TASKS FOR THIS EXERCISE:
(a) In the SageMaker training notebook, what wall time is reported for the cell that creates the training job and waits for it to finish?
(b) Which keys appear in the Input Data Location dictionary in the SageMaker training notebook? List every one.
(c) Carry on the SageMaker training notebook from its final sentence.

Training job name: birdsong-no-tl-mel-e30-mb8-layers152-2022-08-02-03-28-09

Input Data Location: {'S3DataType': 'S3Prefix', 'S3Uri': 's3://audio-classifier-data/mel-spectrogram/train/', 'S3DataDistributionType': 'FullyReplicated'}
CPU times: user 4.63 ms, sys: 444 µs, total: 5.08 ms
Wall time: 5.22 ms


In [143]:
%%time
# create the Amazon SageMaker training job
sagemaker = boto3.client(service_name='sagemaker')
sagemaker.create_training_job(**training_params)

# confirm that the training job has started
status = sagemaker.describe_training_job(TrainingJobName=no_tl_job_name)['TrainingJobStatus']
print('Training job current status: {}'.format(status))

try:
    # wait for the job to finish and report the ending status
    sagemaker.get_waiter('training_job_completed_or_stopped').wait(TrainingJobName=no_tl_job_name)
    training_info = sagemaker.describe_training_job(TrainingJobName=no_tl_job_name)
    status = training_info['TrainingJobStatus']
    print("Training job ended with status: " + status)
except:
    print('Training failed to start')
     # if exception is raised, that means it has failed
    message = sagemaker.describe_training_job(TrainingJobName=no_tl_job_name)['FailureReason']
    print('Training failed with the following error: {}'.format(message))

Training job current status: InProgress
Training job ended with status: Completed
CPU times: user 388 ms, sys: 47.6 ms, total: 435 ms
Wall time: 42min 3s


If you see the message,

> `Training job ended with status: Completed`

then that means training sucessfully completed and the output model was stored in the output path specified by `training_params['OutputDataConfig']`.

You can also view information about and the status of a training job using the AWS SageMaker console. Just click on the "Jobs" tab.

# Inference

***

A trained model does nothing on its own. We now want to use the model to perform inference. For this example, that means predicting the topic mixture representing a given document.

RECORDS:
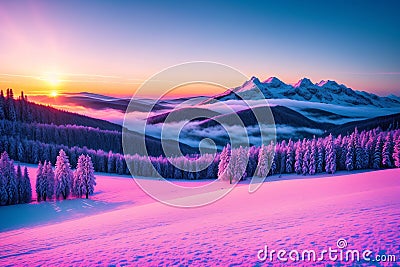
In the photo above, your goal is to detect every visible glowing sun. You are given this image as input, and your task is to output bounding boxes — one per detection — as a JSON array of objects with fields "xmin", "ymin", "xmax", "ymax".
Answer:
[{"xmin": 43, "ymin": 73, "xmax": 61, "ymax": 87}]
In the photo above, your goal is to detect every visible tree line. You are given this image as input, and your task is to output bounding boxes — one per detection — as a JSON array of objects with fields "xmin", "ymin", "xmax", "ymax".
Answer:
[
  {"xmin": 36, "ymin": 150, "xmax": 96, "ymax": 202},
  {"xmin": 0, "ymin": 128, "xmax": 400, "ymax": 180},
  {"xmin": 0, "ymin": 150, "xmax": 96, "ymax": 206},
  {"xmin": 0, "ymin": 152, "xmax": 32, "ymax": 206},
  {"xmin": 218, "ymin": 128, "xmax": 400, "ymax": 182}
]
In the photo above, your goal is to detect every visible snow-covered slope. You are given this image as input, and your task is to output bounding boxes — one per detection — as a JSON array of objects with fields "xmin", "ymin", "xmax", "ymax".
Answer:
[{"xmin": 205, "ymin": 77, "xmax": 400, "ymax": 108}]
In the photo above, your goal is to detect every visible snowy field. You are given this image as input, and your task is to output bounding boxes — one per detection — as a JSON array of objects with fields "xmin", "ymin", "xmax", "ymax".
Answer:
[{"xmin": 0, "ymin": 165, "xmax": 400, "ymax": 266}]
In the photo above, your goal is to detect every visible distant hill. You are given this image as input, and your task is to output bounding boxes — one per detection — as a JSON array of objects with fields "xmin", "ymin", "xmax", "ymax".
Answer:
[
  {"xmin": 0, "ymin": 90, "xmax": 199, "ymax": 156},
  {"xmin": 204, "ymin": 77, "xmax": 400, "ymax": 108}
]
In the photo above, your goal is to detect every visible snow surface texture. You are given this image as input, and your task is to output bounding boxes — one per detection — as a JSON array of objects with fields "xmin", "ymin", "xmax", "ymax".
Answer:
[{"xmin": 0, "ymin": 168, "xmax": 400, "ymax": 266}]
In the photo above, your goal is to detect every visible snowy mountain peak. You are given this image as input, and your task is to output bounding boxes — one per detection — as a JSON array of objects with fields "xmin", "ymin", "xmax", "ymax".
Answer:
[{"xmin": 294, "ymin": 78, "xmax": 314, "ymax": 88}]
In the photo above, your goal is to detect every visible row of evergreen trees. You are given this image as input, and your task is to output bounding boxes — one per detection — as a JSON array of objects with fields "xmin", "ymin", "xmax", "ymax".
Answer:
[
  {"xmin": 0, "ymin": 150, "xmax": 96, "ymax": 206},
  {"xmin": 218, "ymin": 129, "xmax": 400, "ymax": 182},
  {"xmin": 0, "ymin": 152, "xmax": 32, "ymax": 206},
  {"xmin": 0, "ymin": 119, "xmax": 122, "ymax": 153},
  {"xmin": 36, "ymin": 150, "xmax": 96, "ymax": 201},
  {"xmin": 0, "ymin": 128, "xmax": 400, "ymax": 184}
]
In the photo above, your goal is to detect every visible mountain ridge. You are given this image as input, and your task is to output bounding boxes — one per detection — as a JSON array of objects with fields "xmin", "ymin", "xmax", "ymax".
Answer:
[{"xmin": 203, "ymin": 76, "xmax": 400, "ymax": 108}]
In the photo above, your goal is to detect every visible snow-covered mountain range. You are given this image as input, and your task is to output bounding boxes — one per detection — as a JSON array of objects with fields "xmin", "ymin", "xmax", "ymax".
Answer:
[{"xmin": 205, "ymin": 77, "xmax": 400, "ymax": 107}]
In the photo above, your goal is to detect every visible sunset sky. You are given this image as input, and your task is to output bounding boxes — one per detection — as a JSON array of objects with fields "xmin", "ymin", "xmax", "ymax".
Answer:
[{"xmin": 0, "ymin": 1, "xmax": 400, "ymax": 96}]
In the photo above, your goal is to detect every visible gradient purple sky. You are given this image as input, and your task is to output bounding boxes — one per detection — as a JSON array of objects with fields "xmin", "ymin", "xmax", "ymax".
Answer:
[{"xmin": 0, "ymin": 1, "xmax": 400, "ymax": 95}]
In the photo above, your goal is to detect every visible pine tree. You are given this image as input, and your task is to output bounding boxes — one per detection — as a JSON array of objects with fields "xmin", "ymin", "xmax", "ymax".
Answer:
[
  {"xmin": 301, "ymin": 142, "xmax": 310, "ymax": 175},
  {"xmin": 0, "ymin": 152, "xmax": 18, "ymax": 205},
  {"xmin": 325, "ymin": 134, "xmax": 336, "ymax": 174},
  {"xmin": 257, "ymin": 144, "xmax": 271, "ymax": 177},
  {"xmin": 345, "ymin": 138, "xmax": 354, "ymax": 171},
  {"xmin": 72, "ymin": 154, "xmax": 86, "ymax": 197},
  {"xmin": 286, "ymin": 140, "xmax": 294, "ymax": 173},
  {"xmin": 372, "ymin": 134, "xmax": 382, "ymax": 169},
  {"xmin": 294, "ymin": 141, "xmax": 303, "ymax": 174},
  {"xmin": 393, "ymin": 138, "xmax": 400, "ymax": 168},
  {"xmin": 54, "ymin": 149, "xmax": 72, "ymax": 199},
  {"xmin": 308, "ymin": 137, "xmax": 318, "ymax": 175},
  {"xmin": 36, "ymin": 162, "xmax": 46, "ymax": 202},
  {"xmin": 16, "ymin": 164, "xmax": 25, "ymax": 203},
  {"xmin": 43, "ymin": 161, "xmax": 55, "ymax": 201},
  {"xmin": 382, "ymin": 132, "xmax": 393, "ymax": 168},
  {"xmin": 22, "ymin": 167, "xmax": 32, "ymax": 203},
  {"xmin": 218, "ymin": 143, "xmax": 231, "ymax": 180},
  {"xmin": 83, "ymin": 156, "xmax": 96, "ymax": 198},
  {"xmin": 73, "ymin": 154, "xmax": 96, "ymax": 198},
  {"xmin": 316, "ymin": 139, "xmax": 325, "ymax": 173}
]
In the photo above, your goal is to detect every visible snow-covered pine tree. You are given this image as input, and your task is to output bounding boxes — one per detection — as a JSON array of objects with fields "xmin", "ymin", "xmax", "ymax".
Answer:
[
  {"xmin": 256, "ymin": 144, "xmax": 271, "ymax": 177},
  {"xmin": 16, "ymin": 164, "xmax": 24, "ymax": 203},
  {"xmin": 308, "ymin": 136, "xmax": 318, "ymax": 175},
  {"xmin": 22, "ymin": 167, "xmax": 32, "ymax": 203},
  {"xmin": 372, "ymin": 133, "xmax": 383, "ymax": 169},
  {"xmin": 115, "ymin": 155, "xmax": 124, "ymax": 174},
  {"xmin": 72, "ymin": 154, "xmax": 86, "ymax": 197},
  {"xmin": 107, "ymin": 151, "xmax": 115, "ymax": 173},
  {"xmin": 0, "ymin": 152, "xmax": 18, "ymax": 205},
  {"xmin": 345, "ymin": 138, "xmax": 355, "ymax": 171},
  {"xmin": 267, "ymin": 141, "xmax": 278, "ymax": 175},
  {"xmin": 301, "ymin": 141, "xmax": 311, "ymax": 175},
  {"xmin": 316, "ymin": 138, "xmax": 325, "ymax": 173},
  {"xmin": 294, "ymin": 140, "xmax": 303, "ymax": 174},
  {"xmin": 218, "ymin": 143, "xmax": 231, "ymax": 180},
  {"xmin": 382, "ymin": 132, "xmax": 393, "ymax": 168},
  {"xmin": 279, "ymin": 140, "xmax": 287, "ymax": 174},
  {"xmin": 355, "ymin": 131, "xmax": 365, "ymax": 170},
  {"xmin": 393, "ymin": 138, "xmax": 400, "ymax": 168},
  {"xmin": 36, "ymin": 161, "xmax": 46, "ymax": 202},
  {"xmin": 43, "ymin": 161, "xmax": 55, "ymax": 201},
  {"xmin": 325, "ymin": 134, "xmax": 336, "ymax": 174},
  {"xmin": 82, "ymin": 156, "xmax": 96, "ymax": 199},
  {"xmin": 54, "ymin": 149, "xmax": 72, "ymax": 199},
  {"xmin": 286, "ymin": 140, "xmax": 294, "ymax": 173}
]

FINAL ANSWERS:
(a) 42min 3s

(b) S3DataType, S3Uri, S3DataDistributionType

(c)
This section involves several steps,

1. [Create Model](#CreateModel) - Create model for the training output
1. [Create Endpoint Configuration](#CreateEndpointConfiguration) - Create a configuration defining an endpoint.
1. [Create Endpoint](#CreateEndpoint) - Use the configuration to create an inference endpoint.
1. [Perform Inference](#Perform Inference) - Perform inference on some input data using the endpoint.

## Create Model based on No Transfer Learning training job

We now create a SageMaker Model from the training output. Using the model we can create an Endpoint Configuration.

In [144]:
%%time
import boto3
from time import gmtime, strftime

sage = boto3.Session().client(service_name='sagemaker')

no_tl_model_name="birdsong-mel-model-epoch30-layer152-bs8-no-tl"
print(no_tl_model_name)
info = sage.describe_training_job(TrainingJobName=no_tl_job_name)
model_data = info['ModelArtifacts']['S3ModelArtifacts']
print(model_data)

#hosting_image = get_image_uri(boto3.Session().region_name, 'image-classification')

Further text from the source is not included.